### Short problem
Present every line of the records below as a Markdown table with two columns, "Row" and "Entry". Number the rows in sequence and omit any blank lines.

### Entries
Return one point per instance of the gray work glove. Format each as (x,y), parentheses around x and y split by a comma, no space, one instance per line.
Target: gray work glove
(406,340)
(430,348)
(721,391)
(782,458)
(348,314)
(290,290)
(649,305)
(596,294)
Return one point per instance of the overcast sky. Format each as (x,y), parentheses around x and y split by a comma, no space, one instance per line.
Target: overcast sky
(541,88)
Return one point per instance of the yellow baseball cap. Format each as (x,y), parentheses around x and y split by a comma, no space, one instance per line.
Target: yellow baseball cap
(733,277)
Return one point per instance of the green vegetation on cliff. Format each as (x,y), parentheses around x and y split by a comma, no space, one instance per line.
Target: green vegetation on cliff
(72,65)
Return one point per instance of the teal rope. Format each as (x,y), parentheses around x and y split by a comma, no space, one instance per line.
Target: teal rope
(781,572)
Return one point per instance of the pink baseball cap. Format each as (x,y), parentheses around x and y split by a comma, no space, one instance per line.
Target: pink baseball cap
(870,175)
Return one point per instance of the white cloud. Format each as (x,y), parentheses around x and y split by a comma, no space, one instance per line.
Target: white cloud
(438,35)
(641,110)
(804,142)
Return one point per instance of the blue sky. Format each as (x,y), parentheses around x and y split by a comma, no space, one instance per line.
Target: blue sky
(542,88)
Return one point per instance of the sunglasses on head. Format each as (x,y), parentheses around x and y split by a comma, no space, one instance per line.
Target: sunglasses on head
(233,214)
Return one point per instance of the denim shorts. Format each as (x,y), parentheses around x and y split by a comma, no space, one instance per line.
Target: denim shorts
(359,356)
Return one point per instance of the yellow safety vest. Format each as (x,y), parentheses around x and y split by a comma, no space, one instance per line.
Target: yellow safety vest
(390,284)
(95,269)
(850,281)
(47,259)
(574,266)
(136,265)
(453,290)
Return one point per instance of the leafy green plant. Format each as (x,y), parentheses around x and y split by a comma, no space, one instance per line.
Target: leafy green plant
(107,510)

### The answer
| Row | Entry |
|---|---|
| 1 | Return one point per instance of the gray work glove. Format each as (x,y), parentheses around x and y split by a comma, no space, one instance per line. |
| 2 | Target: gray work glove |
| 3 | (406,340) |
| 4 | (430,348) |
| 5 | (721,391) |
| 6 | (782,458) |
| 7 | (348,314) |
| 8 | (290,290) |
| 9 | (649,305) |
| 10 | (596,294) |
| 11 | Return one point per instance of the overcast sky. Format each as (x,y), parentheses around x and y split by a comma, no space, one instance per line. |
| 12 | Target: overcast sky |
| 13 | (541,88) |
| 14 | Return one point per instance of the yellow baseball cap. Format each as (x,y), parentheses around x and y split by a comma, no space, one instance per line. |
| 15 | Target: yellow baseball cap |
| 16 | (733,277) |
| 17 | Return one point per instance of the green vegetation on cliff. Format each as (x,y), parentheses around x and y split by a comma, no space, one instance per line. |
| 18 | Target: green vegetation on cliff |
| 19 | (72,65) |
| 20 | Return one point per instance of the teal rope. Format each as (x,y), parentheses around x and y split by a comma, no space, one instance per line. |
| 21 | Target: teal rope |
| 22 | (781,572) |
| 23 | Return one point per instance of the pink baseball cap. Format each as (x,y), parentheses around x and y split by a comma, no space, one instance per line. |
| 24 | Target: pink baseball cap |
| 25 | (870,175) |
| 26 | Return one point per instance of the white cloud. Format each as (x,y), parentheses around x and y split by a comma, no space, one instance per line. |
| 27 | Target: white cloud |
| 28 | (438,35) |
| 29 | (641,110) |
| 30 | (804,142) |
| 31 | Return one point per instance of the blue sky. Format each as (x,y), parentheses around x and y split by a comma, no space, one instance per line. |
| 32 | Target: blue sky |
| 33 | (542,88) |
| 34 | Return one point per instance of the sunglasses on head. Format each as (x,y), parentheses around x and y split by a comma, no space, one instance per line. |
| 35 | Target: sunglasses on head |
| 36 | (233,214) |
| 37 | Return one point per instance of the denim shorts. Format each as (x,y), parentheses around x and y split by a comma, no space, one instance per line. |
| 38 | Target: denim shorts |
| 39 | (359,356) |
| 40 | Return one point per instance of the yellow safety vest. Format each as (x,y), parentheses around x and y split by a comma, no space, one instance per line. |
| 41 | Target: yellow safety vest |
| 42 | (390,284) |
| 43 | (95,269) |
| 44 | (850,281) |
| 45 | (47,259) |
| 46 | (574,266) |
| 47 | (136,265) |
| 48 | (453,290) |
| 49 | Return one point per instance of the leafy green plant. Format each as (x,y), parentheses around x and y split by a comma, no space, one instance per line. |
| 50 | Target: leafy green plant |
| 51 | (107,510) |